> **Problem to solve**
Rewrite everything from the line containing "The robotic gripper needs to pick up the chin" down to the line containing "861,573,994,742", keeping every line and offsetting each answer coordinate by adding 106 to it.

(Extracted entries)
-.-.-
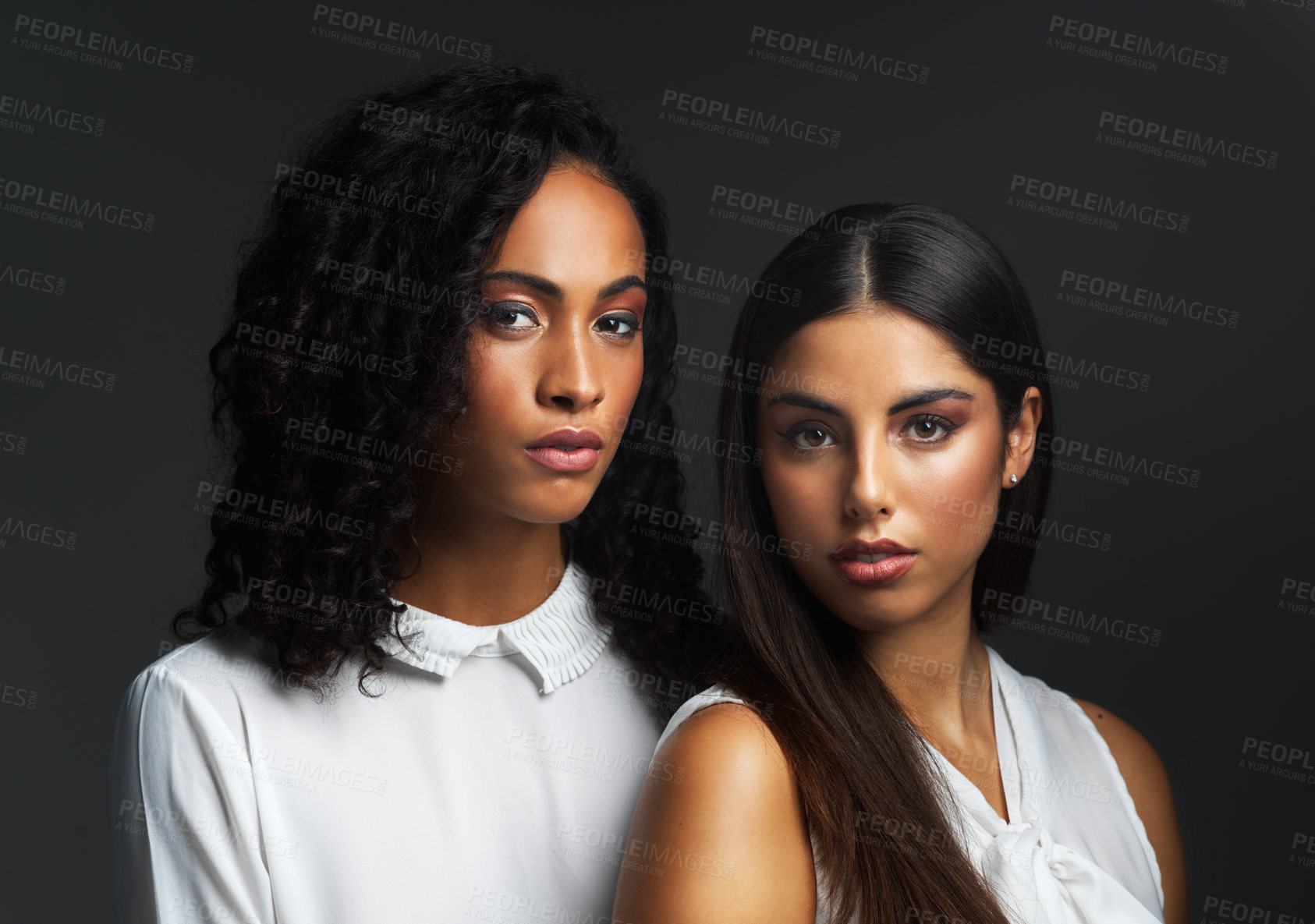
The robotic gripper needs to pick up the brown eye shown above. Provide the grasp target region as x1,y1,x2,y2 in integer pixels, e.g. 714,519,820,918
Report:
485,301,538,330
794,427,831,449
905,416,956,443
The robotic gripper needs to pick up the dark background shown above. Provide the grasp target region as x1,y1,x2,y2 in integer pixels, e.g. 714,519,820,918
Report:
0,0,1315,922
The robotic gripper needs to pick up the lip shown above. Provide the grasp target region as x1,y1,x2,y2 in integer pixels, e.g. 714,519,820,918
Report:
525,430,602,472
830,539,918,587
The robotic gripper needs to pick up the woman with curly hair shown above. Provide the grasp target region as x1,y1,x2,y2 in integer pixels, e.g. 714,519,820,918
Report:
112,65,721,924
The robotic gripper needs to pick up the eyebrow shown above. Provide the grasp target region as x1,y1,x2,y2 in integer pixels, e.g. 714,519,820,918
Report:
886,388,973,414
484,270,644,301
767,388,973,416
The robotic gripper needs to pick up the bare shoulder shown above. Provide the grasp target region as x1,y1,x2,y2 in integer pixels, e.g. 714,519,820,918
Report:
1073,696,1169,799
613,703,817,924
1073,696,1187,924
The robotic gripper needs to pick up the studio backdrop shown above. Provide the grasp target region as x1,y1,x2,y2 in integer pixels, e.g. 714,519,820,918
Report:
0,0,1315,924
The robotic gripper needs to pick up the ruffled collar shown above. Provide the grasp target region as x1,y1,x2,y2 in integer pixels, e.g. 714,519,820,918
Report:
385,561,611,692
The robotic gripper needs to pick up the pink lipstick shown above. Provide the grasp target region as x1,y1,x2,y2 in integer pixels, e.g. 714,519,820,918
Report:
830,539,918,587
525,430,602,472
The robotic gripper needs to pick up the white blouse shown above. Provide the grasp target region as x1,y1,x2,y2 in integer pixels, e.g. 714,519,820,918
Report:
658,646,1164,924
111,564,659,924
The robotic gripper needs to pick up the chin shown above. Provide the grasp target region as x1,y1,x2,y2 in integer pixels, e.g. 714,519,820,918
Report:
508,490,593,523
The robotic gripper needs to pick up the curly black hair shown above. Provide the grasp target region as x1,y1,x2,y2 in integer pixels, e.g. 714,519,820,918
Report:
174,63,722,715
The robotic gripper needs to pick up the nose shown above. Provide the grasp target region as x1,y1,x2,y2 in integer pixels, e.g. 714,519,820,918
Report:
844,437,895,521
535,322,605,414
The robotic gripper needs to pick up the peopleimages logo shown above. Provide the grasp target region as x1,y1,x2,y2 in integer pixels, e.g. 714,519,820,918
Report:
1008,174,1189,234
1047,16,1228,76
659,90,840,147
1097,109,1278,169
13,13,195,73
0,178,155,234
748,27,931,83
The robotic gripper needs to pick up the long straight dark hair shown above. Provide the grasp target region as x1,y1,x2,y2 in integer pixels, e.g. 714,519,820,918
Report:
718,204,1053,924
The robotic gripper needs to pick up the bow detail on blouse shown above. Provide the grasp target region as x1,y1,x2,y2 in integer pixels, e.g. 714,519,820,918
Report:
969,816,1160,924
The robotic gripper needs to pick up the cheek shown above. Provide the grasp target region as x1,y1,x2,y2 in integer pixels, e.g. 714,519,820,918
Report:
763,454,838,541
608,345,644,416
460,345,529,437
911,445,999,548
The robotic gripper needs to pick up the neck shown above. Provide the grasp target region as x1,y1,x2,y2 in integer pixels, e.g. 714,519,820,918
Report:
391,504,565,625
861,573,994,742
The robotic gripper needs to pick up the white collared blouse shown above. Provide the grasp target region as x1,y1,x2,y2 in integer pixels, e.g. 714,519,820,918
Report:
111,564,659,924
658,646,1164,924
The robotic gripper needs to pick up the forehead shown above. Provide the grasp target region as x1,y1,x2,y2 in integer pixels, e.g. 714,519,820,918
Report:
494,168,644,275
772,305,989,395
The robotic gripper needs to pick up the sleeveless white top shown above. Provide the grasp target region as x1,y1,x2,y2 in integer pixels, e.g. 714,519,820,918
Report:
655,646,1164,924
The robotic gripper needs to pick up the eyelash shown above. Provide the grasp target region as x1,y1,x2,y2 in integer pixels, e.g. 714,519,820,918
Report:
484,301,643,341
780,414,959,456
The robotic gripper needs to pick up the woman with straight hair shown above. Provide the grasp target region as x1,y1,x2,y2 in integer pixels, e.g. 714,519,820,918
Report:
111,63,719,924
614,204,1187,924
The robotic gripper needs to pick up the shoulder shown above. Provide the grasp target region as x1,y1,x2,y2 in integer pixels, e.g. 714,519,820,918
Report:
121,631,289,728
615,702,817,922
1072,696,1187,924
659,699,794,801
1070,696,1169,798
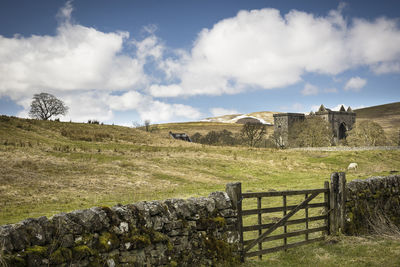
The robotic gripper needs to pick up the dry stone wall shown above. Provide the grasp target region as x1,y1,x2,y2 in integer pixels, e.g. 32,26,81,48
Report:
344,175,400,235
0,192,240,267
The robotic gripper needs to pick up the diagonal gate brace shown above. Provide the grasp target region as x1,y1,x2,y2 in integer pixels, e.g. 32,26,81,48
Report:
244,193,319,252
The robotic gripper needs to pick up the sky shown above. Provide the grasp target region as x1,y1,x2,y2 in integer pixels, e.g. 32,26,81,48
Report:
0,0,400,126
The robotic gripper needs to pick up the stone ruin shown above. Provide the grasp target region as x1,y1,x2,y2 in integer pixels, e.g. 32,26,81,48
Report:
274,105,356,147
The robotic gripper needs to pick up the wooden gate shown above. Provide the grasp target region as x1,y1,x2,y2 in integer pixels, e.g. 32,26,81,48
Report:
226,173,346,260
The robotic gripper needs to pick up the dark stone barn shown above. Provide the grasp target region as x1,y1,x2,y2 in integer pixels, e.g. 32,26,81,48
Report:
274,105,356,147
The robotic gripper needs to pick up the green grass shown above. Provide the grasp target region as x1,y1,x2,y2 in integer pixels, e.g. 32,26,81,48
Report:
0,116,400,266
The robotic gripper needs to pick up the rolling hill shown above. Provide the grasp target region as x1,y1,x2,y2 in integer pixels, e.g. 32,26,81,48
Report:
354,102,400,135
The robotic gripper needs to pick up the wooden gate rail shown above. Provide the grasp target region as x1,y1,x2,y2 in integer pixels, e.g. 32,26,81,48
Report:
226,173,346,261
243,191,319,253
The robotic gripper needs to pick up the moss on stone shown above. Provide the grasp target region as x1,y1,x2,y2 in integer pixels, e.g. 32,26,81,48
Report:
2,254,27,267
97,232,119,252
72,245,96,260
150,231,169,243
211,216,226,227
204,236,240,266
49,247,72,264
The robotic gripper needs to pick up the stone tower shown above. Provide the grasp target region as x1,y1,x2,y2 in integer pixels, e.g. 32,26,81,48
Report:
274,105,356,147
315,105,356,144
274,113,305,147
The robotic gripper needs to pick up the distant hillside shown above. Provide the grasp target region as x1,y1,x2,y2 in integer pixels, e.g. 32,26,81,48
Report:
354,102,400,134
203,111,280,125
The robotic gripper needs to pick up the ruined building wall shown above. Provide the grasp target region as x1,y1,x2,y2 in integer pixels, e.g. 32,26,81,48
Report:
-.-.-
> **Exercise response**
The robotic gripper needs to pick up the chin shown above. Provide the grasp target region as x1,y1,x2,y2 in integer pixels, e.g. 714,519,820,918
Report:
614,596,699,629
The robotic gripper needs to pick up the curly black hair shown above. Provide the grasp target region as x1,y1,x2,y2 in integer pixels, e.g. 714,519,820,918
Report:
280,169,828,821
The robotic gripper needs to pick up the nose shown above. Provide the grasp target region as x1,y1,x2,y2 in integer pixels, e.g. 714,519,820,918
Report:
950,543,1001,627
641,428,711,520
The robotic gripper needs to pick up the peopleimages logo shown above. Provide the grasp target region as x1,y1,x2,y2 in integer pixels, e.g. 714,519,820,918
Report:
1114,280,1295,340
1153,122,1334,182
765,196,946,253
1203,215,1384,275
119,119,301,179
106,284,261,340
854,133,1037,189
The robotic gripper needs to pick up the long straight dark hair shown above. Provide the grasp target region as x1,y1,x2,y2 in integer pixels, e.g. 714,519,820,918
Report:
824,310,1159,1030
The robotic gripper needs to pick up the bow detail on blouse shown above. Provide the grasp target region as x1,y1,x2,y2 in integer pixels, e.g. 714,519,820,918
Report:
1075,922,1266,1030
The robotic gripper needs to pick up the cheek shown above. Provide the grasp target region as x1,y1,x2,y2 in integer pixels, e.g. 714,519,820,918
Report:
869,560,944,647
714,451,750,522
566,451,635,543
1017,551,1105,654
The robotic gripper needs to pick up the neck shown above. Provide the grasp target region as x1,y1,x2,y2 in integer pixels, e.g. 714,519,820,918
Report:
497,610,671,731
967,679,1100,848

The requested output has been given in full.